Write the rows below again, substituting "each element on its own line" for every occurrence of "one element per line" and keeping everything else unchanged.

### RECORDS TO PROCESS ###

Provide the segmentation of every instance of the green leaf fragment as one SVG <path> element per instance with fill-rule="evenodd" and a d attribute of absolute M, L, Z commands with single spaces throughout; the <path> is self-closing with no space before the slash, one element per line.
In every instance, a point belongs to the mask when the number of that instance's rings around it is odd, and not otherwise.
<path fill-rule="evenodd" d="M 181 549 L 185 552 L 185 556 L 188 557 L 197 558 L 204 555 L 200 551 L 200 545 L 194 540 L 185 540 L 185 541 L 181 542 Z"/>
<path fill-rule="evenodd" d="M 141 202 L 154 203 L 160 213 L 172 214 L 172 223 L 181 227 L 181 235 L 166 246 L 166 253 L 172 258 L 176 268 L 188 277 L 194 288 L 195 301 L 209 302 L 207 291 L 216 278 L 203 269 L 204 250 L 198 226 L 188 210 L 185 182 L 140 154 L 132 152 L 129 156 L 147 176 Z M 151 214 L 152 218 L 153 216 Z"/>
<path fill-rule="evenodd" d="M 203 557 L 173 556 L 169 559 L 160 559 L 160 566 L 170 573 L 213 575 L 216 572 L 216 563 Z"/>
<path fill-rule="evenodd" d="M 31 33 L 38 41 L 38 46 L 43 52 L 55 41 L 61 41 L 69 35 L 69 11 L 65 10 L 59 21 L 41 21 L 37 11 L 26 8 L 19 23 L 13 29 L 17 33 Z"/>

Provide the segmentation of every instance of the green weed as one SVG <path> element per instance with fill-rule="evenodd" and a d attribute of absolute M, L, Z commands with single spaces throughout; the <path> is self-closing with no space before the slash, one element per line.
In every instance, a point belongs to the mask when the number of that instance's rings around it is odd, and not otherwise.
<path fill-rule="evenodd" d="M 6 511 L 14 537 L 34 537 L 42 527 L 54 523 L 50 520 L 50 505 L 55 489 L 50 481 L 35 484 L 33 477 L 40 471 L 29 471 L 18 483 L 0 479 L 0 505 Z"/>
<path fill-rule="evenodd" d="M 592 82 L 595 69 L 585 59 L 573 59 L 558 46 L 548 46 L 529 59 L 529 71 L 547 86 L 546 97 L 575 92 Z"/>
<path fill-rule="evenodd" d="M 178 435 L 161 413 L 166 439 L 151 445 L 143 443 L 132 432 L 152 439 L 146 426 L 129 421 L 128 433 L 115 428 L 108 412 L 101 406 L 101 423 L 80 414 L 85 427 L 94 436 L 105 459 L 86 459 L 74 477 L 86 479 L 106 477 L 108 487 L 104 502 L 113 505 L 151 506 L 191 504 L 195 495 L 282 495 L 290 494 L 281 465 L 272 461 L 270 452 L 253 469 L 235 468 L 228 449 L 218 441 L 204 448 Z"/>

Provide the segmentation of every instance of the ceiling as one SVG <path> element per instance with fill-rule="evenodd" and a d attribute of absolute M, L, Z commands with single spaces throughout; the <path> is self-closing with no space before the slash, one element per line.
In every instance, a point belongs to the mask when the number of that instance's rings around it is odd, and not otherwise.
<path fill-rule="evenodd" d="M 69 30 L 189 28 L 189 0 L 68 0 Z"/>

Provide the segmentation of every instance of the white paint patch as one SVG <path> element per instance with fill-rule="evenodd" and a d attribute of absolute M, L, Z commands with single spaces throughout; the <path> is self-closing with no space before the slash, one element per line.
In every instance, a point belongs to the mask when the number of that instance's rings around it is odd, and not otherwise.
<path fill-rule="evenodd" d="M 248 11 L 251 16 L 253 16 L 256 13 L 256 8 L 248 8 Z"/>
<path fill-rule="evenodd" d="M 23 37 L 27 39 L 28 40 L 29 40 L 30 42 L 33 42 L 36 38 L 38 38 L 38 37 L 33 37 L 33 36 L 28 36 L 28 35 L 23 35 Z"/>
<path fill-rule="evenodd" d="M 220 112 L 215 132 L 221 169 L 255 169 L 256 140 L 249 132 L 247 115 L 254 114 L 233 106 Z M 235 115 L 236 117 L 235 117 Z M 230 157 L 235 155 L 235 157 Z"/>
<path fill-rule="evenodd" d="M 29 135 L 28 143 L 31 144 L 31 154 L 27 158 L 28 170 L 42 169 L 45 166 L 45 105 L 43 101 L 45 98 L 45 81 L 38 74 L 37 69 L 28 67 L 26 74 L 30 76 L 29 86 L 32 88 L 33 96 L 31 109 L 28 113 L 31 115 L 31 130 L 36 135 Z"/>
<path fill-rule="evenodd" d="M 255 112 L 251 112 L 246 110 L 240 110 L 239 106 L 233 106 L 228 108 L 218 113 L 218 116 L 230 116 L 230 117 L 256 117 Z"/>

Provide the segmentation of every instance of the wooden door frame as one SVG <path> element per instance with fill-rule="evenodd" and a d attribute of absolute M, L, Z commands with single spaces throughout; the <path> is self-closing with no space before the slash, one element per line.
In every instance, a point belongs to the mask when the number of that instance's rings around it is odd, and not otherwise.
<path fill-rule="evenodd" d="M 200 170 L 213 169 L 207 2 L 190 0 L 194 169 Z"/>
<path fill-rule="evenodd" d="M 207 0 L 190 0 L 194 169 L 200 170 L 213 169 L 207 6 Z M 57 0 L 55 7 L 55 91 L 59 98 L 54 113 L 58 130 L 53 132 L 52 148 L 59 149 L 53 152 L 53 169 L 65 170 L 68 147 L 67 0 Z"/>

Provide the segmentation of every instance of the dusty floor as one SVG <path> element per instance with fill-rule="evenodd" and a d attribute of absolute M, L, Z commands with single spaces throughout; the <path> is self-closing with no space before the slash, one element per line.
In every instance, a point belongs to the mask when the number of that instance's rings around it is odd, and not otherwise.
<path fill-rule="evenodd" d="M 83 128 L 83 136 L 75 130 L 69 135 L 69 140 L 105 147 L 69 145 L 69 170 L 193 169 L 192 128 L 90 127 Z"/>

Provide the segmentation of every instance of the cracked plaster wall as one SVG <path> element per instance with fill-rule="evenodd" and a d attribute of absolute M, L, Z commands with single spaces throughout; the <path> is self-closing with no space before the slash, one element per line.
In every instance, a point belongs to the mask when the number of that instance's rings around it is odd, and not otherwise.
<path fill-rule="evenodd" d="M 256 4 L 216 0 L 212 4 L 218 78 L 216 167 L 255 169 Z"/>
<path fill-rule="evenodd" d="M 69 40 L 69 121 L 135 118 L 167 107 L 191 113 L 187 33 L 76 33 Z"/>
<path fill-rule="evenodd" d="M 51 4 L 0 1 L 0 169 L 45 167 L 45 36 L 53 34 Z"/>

###

FINISHED EXERCISE =>
Provide the segmentation of every instance of the green leaf fragment as one SVG <path> element per instance with fill-rule="evenodd" and a d attribute of absolute M, L, Z commands with single spaces throughout; the <path> is self-closing with no space before the slash, each element on its own line.
In every instance, a point belongs to the mask when the number of that instance's rings around it is odd, and not otherwise.
<path fill-rule="evenodd" d="M 181 549 L 185 552 L 185 556 L 188 557 L 197 558 L 204 555 L 200 551 L 200 545 L 194 540 L 185 540 L 185 541 L 181 542 Z"/>
<path fill-rule="evenodd" d="M 141 202 L 154 203 L 160 213 L 172 214 L 172 223 L 181 227 L 181 235 L 166 246 L 166 253 L 172 258 L 176 268 L 188 277 L 194 288 L 195 301 L 209 302 L 207 291 L 216 278 L 203 269 L 204 250 L 198 226 L 188 210 L 185 182 L 140 154 L 132 152 L 129 156 L 147 176 Z M 151 214 L 152 218 L 153 216 Z"/>
<path fill-rule="evenodd" d="M 203 557 L 173 556 L 169 559 L 160 559 L 160 566 L 170 573 L 213 575 L 216 572 L 216 563 Z"/>
<path fill-rule="evenodd" d="M 31 33 L 38 41 L 38 46 L 43 52 L 55 41 L 61 41 L 69 35 L 69 11 L 65 10 L 59 21 L 41 21 L 37 11 L 26 8 L 19 23 L 13 29 L 17 33 Z"/>

Provide the segmentation of every instance of the green weed as one SVG <path> element per instance with fill-rule="evenodd" and a d attribute of absolute M, L, Z commands with single spaces throughout; the <path> is self-closing with no space before the slash, each element on its own line.
In every instance, a point belongs to the mask when the number of that instance's rings around it is odd, and not otherwise.
<path fill-rule="evenodd" d="M 6 511 L 14 537 L 34 537 L 42 527 L 54 523 L 50 520 L 50 505 L 55 489 L 50 481 L 35 484 L 33 477 L 40 471 L 29 471 L 18 483 L 0 479 L 0 505 Z"/>
<path fill-rule="evenodd" d="M 592 82 L 595 69 L 585 59 L 573 59 L 558 46 L 548 46 L 529 59 L 529 71 L 547 86 L 546 97 L 575 92 Z"/>
<path fill-rule="evenodd" d="M 178 435 L 161 413 L 166 439 L 151 445 L 143 443 L 132 432 L 152 439 L 146 426 L 129 421 L 128 433 L 115 428 L 108 412 L 101 406 L 101 423 L 80 414 L 85 427 L 94 436 L 105 459 L 86 459 L 74 477 L 86 479 L 106 477 L 108 487 L 104 502 L 113 505 L 151 506 L 191 504 L 195 495 L 282 495 L 290 494 L 281 465 L 272 461 L 270 452 L 253 469 L 235 468 L 228 449 L 218 441 L 204 448 Z"/>

Provide the segmentation of every instance of the ceiling as one SVG <path> element per instance with fill-rule="evenodd" and a d attribute of absolute M, L, Z commands with single spaces throughout; the <path> is self-closing with no space before the slash, each element on its own line.
In every instance, a point belongs to the mask when the number of that instance's rings around it is odd, and not otherwise.
<path fill-rule="evenodd" d="M 69 30 L 189 28 L 189 0 L 68 0 Z"/>

Provide the segmentation of every instance of the white paint patch as one SVG <path> element per instance with fill-rule="evenodd" and a d attribute of absolute M, L, Z commands with single spaces throughout; the <path> is self-closing with no space before the slash, each element on its own line.
In every instance, a point belongs to the mask when the number of that instance's rings around it is odd, and not otherwise.
<path fill-rule="evenodd" d="M 248 11 L 251 16 L 253 16 L 256 13 L 256 8 L 248 8 Z"/>
<path fill-rule="evenodd" d="M 23 37 L 27 39 L 28 40 L 29 40 L 30 42 L 33 42 L 36 38 L 38 38 L 38 37 L 33 37 L 33 36 L 28 36 L 28 35 L 23 35 Z"/>
<path fill-rule="evenodd" d="M 220 112 L 215 132 L 221 169 L 255 169 L 256 140 L 249 132 L 247 115 L 254 114 L 233 106 Z M 235 115 L 236 117 L 235 117 Z M 230 157 L 235 155 L 235 157 Z"/>
<path fill-rule="evenodd" d="M 29 135 L 28 143 L 31 144 L 31 154 L 27 158 L 28 170 L 42 169 L 45 166 L 45 105 L 43 101 L 45 98 L 45 81 L 38 74 L 37 69 L 28 67 L 26 74 L 30 76 L 29 86 L 32 88 L 33 96 L 31 109 L 28 113 L 31 115 L 31 130 L 36 135 Z"/>
<path fill-rule="evenodd" d="M 255 112 L 251 112 L 246 110 L 240 110 L 239 106 L 233 106 L 228 108 L 218 113 L 218 116 L 230 116 L 230 117 L 256 117 Z"/>

Provide the segmentation of every instance of the wooden door frame as one SVG <path> element per instance with fill-rule="evenodd" and a d attribute of absolute M, L, Z commands with single spaces throughout; the <path> is self-closing with no space before the slash, each element on its own line.
In every instance, a point belongs to the mask when the number of that instance's rings around it is odd, and not otherwise.
<path fill-rule="evenodd" d="M 200 170 L 213 169 L 207 2 L 190 0 L 194 169 Z"/>
<path fill-rule="evenodd" d="M 207 0 L 190 0 L 194 169 L 200 170 L 213 169 L 207 6 Z M 57 0 L 55 7 L 55 91 L 59 98 L 54 113 L 58 130 L 53 132 L 52 148 L 59 149 L 53 152 L 53 169 L 65 170 L 68 147 L 67 0 Z"/>

Provide the segmentation of every instance of the dusty floor as one SVG <path> element per instance with fill-rule="evenodd" and a d attribute of absolute M, L, Z commands with single spaces throughout; the <path> is self-closing with no space before the slash, each element on its own line.
In every instance, a point belongs to the mask when the number of that instance's rings around it is odd, and not otherwise.
<path fill-rule="evenodd" d="M 83 128 L 83 136 L 75 130 L 69 135 L 69 140 L 105 147 L 69 145 L 69 170 L 193 169 L 192 128 L 90 127 Z"/>

Provide the segmentation of every instance of the cracked plaster wall as one SVG <path> element per instance with fill-rule="evenodd" and a d attribute of absolute M, L, Z commands with single spaces throughout; the <path> is self-closing with no space before the slash, each element on its own line.
In every instance, a point belongs to the mask when the number of that instance's rings around it is odd, and not otherwise.
<path fill-rule="evenodd" d="M 256 4 L 216 0 L 212 4 L 218 78 L 216 167 L 255 169 Z"/>
<path fill-rule="evenodd" d="M 69 40 L 69 121 L 135 118 L 167 107 L 191 113 L 187 33 L 76 33 Z"/>
<path fill-rule="evenodd" d="M 51 4 L 0 1 L 0 169 L 45 167 L 45 36 L 53 34 Z"/>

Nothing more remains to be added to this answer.